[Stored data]

Segment Open

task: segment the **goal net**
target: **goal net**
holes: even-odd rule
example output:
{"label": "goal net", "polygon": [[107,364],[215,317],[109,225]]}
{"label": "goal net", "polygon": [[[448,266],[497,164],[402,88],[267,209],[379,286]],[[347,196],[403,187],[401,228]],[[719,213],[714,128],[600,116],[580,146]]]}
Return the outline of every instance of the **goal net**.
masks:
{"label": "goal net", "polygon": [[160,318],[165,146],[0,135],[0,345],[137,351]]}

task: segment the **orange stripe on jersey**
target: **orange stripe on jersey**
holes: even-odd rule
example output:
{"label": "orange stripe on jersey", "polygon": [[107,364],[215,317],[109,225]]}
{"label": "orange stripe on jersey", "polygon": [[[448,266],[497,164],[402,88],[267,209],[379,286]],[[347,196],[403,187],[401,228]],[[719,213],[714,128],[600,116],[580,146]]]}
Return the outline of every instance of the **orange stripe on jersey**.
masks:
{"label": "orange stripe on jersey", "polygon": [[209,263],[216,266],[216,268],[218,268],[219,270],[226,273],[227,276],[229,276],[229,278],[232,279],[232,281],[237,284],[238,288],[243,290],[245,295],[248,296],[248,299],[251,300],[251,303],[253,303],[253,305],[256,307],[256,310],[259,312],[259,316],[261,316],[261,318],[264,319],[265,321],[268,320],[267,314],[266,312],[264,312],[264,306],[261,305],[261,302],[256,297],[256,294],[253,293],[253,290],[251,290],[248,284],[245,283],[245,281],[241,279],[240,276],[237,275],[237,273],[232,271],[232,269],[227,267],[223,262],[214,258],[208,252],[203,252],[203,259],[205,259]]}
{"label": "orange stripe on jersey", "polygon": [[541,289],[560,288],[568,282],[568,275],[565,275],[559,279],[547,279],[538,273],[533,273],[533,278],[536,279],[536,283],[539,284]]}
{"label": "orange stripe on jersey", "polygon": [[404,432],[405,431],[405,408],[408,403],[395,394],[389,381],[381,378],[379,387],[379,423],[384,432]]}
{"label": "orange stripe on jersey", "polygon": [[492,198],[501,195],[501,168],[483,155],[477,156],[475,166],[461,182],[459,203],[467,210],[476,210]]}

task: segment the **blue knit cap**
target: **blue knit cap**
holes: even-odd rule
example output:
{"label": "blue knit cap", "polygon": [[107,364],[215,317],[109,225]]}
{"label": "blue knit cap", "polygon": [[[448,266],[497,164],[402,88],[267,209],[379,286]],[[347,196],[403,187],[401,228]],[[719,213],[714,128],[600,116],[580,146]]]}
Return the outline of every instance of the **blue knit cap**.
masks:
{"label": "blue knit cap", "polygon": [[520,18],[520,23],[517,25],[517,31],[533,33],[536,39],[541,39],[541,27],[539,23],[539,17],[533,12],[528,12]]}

Segment Closed

Aim of the task: Restate every line of the data above exactly as it was written.

Answer section:
task: segment the **goal net**
target: **goal net**
holes: even-odd rule
example output:
{"label": "goal net", "polygon": [[107,364],[215,317],[109,225]]}
{"label": "goal net", "polygon": [[[448,266],[497,164],[402,88],[267,209],[379,286]],[[347,196],[403,187],[401,228]],[[719,213],[714,128],[600,116],[580,146]]]}
Return the outline of every instance of the **goal net**.
masks:
{"label": "goal net", "polygon": [[160,318],[165,146],[0,135],[0,345],[137,351]]}

task: segment the **orange stripe on jersey**
target: **orange stripe on jersey**
holes: even-odd rule
example output:
{"label": "orange stripe on jersey", "polygon": [[107,364],[215,317],[109,225]]}
{"label": "orange stripe on jersey", "polygon": [[[448,266],[497,164],[402,88],[267,209],[379,286]],[[347,196],[403,187],[401,228]],[[719,213],[714,128],[600,116],[580,146]]]}
Return the outline of every instance of the **orange stripe on jersey**.
masks:
{"label": "orange stripe on jersey", "polygon": [[209,263],[216,266],[216,268],[218,268],[219,270],[226,273],[227,276],[229,276],[229,278],[232,279],[232,281],[237,284],[238,288],[243,290],[245,295],[248,296],[248,299],[251,300],[251,303],[253,303],[253,305],[256,307],[256,310],[259,312],[259,316],[261,316],[261,318],[264,319],[265,321],[268,320],[267,314],[266,312],[264,312],[264,306],[261,305],[261,302],[256,297],[256,294],[253,293],[253,290],[251,290],[248,284],[245,283],[245,281],[241,279],[240,276],[237,275],[237,273],[232,271],[232,269],[227,267],[223,262],[214,258],[208,252],[203,252],[203,259],[205,259]]}
{"label": "orange stripe on jersey", "polygon": [[541,289],[560,288],[568,282],[568,275],[565,275],[559,279],[547,279],[538,273],[533,273],[533,278],[536,279],[536,283],[539,284]]}
{"label": "orange stripe on jersey", "polygon": [[404,432],[405,431],[405,408],[408,403],[395,394],[389,381],[381,378],[379,387],[379,423],[384,432]]}
{"label": "orange stripe on jersey", "polygon": [[492,198],[501,195],[501,168],[483,155],[477,156],[475,166],[461,182],[459,203],[467,210],[476,210]]}

task: segment the **blue knit cap**
target: **blue knit cap**
holes: even-odd rule
example output:
{"label": "blue knit cap", "polygon": [[107,364],[215,317],[109,225]]}
{"label": "blue knit cap", "polygon": [[[448,266],[497,164],[402,88],[267,209],[379,286]],[[347,196],[403,187],[401,228]],[[719,213],[714,128],[600,116],[580,146]]]}
Return the outline of every instance of the **blue knit cap**.
masks:
{"label": "blue knit cap", "polygon": [[520,18],[520,23],[517,25],[517,31],[533,33],[536,39],[541,39],[541,27],[539,23],[539,17],[533,12],[528,12]]}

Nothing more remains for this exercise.